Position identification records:
******
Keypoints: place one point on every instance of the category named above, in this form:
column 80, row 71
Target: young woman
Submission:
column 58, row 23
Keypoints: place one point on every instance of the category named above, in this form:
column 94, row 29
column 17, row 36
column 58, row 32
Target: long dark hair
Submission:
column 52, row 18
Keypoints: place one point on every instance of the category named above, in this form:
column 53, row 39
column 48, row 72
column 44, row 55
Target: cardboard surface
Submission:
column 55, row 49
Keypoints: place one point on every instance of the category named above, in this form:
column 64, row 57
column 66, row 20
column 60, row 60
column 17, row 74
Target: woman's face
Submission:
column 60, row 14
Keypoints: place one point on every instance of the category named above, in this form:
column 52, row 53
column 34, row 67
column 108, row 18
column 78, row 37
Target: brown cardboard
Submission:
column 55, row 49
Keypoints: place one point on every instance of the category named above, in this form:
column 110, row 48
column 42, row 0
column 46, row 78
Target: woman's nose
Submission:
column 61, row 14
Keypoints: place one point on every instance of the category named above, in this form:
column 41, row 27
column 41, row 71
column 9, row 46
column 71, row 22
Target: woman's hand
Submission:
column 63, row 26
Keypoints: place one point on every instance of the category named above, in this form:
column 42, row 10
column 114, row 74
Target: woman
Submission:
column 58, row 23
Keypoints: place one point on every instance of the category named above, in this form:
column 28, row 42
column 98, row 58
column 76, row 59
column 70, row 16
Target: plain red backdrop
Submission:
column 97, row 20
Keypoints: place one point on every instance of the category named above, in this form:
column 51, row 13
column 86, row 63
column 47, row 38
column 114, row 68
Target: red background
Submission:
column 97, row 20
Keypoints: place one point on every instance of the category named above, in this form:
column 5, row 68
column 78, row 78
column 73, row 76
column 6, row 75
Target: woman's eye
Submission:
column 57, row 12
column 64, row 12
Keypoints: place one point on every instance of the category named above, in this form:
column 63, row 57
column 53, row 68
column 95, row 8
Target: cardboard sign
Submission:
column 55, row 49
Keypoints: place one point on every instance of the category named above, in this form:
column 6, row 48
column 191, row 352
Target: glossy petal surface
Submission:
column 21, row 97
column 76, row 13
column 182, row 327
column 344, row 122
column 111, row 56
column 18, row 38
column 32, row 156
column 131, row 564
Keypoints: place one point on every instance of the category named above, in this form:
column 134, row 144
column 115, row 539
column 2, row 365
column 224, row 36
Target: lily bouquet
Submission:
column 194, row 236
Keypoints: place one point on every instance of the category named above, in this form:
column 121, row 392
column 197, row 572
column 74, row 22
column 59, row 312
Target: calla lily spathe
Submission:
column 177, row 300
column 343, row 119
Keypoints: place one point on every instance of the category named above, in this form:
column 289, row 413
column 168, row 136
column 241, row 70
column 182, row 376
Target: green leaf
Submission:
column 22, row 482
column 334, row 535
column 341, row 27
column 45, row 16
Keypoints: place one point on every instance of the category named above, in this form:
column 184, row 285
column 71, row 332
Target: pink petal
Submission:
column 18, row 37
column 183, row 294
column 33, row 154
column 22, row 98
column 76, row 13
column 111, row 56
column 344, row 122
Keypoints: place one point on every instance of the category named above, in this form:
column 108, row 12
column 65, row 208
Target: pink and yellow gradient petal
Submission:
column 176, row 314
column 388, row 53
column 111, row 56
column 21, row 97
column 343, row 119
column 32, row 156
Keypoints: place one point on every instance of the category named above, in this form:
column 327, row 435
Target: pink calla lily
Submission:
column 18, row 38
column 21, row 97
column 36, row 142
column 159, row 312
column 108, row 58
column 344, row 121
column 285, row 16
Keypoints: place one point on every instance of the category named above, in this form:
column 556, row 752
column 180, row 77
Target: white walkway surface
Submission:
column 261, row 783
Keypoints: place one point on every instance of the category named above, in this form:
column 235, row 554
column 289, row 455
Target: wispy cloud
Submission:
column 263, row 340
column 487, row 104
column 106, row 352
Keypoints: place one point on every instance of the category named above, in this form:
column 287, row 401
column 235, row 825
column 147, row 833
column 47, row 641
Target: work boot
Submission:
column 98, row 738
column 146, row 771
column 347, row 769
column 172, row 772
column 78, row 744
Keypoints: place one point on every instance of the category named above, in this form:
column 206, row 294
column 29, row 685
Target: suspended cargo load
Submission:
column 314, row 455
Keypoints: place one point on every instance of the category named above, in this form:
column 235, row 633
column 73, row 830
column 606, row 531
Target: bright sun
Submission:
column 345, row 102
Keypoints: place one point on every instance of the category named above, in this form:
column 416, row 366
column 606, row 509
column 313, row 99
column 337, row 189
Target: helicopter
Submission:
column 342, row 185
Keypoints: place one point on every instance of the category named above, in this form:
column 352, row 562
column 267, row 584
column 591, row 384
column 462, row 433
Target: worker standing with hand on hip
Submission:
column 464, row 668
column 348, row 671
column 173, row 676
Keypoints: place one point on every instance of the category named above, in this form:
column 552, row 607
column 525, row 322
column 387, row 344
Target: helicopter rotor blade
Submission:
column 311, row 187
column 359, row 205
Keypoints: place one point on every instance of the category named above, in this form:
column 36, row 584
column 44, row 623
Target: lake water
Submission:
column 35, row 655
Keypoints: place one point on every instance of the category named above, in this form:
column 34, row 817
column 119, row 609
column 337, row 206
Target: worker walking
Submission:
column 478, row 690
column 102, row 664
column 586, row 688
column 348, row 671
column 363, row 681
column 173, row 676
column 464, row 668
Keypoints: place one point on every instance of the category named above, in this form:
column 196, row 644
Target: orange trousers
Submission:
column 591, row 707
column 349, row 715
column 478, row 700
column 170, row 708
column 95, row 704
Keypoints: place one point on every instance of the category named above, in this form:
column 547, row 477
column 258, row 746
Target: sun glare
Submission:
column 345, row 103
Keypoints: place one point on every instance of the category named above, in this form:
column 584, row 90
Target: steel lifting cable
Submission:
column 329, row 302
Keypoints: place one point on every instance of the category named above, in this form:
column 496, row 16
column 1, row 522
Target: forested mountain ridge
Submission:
******
§ Direction: List every line of the records above that contains the string "petal", copying each one in full.

§ The answer:
Target: glossy petal surface
Target: pink petal
Target: pink and yellow gradient petal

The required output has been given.